::: Source excerpt
Like so many girls held in juvenile detention centers, Gynnya was struggling with challenges at home and lived in a foster care group home. She was held in custody because she allegedly hit her mother while she was home on a visit from foster care, not because she posed a risk to public safety. The decision to place Gynnya in custody in the first place was a failure to attend appropriately to the ways that girls struggle with trauma and family violence and, instead, to punish her by putting her in an unsafe environment.
The Vera Institute of Justice’s Center on Youth Justice takes an approach to juvenile justice reform that holds race and gender at the center of efforts to keep youth out of the justice system—boys, girls, LGBT and gender-nonconforming youth, all kids. Despite the field’s success in cutting the number of youth in custody in half over the last 15 years, the majority of girls who enter the juvenile justice system are still like Gynnya, detained for low-level offenses that pose no risk to public safety. Although these are the very types of offenses targeted by reform efforts, the benefits of reform haven’t always trickled down to girls.
Vera’s work to End Girls’ Incarceration seeks to realize justice for kids who have been systematically left behind in a field that for so long has focused almost exclusively on the incarceration of boys. It is long past time to make space for girls’ voices and stories—in conversations, in data analysis, in reform strategies. It is long past time to stop locking girls up in facilities that do more harm than good in addressing misbehavior and, instead, to make space for girls’ healing and growth. It’s long past time to make space for girls in our mission to promote equity for all kids.
::::::
■ Description of the task
In the excerpt on girls in juvenile detention, what was Gynnya allegedly doing that led to her being held in custody?
::: Extracted information
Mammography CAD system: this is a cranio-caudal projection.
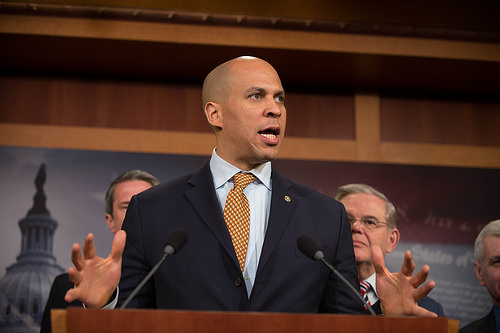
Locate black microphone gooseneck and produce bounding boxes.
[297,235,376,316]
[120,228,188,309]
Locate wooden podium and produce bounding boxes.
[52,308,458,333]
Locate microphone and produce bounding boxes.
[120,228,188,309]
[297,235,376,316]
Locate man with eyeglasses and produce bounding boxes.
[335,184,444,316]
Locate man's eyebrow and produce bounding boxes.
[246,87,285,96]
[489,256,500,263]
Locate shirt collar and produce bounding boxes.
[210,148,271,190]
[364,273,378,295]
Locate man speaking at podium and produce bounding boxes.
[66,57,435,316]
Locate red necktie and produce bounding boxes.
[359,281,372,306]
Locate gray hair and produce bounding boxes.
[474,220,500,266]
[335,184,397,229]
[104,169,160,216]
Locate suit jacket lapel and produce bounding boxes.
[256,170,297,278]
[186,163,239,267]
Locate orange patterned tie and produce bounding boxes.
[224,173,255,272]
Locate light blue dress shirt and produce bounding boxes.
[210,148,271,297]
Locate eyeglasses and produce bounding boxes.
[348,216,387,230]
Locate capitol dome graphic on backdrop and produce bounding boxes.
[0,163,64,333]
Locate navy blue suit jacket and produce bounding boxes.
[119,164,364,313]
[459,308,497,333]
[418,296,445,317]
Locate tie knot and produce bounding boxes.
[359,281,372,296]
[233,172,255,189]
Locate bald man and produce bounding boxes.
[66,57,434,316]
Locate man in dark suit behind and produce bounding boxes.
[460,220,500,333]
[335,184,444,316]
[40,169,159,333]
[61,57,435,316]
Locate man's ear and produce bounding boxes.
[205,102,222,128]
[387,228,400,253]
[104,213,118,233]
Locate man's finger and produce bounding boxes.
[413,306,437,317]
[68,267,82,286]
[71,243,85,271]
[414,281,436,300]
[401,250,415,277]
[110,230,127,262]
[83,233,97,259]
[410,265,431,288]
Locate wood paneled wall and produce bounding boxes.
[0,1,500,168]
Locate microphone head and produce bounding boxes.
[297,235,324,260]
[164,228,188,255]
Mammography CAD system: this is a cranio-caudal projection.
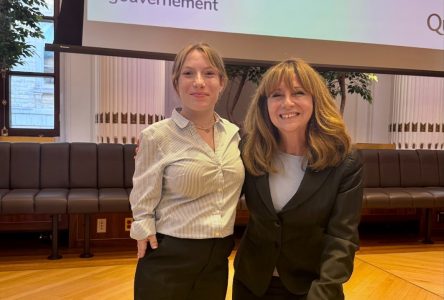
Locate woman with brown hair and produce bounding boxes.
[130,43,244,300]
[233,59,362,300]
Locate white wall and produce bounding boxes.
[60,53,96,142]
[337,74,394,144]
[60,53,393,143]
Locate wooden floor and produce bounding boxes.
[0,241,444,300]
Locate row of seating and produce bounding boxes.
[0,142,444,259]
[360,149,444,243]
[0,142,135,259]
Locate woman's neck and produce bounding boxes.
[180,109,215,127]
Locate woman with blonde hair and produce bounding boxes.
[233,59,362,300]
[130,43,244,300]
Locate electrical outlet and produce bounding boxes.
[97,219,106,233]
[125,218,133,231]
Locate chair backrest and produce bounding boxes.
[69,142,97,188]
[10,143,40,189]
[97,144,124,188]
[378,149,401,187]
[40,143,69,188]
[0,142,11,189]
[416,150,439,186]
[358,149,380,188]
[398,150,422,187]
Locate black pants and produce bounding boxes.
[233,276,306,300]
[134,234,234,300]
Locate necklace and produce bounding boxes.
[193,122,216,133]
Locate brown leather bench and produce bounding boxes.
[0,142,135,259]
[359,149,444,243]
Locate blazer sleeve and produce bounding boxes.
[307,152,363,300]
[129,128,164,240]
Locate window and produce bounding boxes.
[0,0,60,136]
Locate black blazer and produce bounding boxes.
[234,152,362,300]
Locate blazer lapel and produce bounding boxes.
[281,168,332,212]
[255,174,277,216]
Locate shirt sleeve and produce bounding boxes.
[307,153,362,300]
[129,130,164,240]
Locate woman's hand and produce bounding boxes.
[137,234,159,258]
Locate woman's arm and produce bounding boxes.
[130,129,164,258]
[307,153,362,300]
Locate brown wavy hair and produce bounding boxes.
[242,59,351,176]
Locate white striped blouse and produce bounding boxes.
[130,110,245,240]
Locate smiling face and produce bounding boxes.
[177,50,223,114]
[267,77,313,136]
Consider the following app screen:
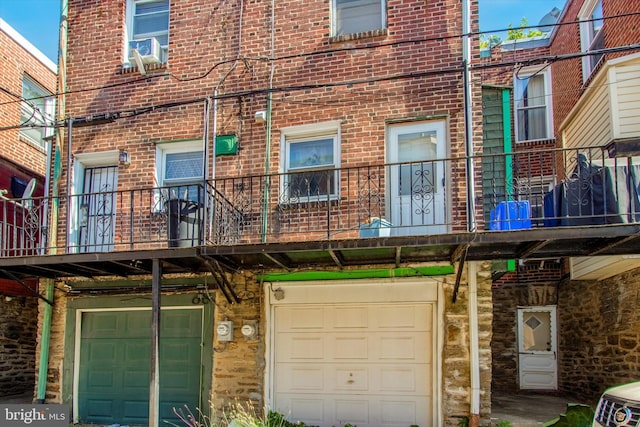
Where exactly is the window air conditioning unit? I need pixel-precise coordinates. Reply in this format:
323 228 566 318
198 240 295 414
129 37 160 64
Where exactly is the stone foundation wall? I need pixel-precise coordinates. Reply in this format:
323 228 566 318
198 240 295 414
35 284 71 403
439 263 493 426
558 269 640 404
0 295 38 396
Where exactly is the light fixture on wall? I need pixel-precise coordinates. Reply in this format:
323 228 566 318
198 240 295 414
::::::
■ Answer to the exercise
She allegedly hit her mother while home on a visit from foster care.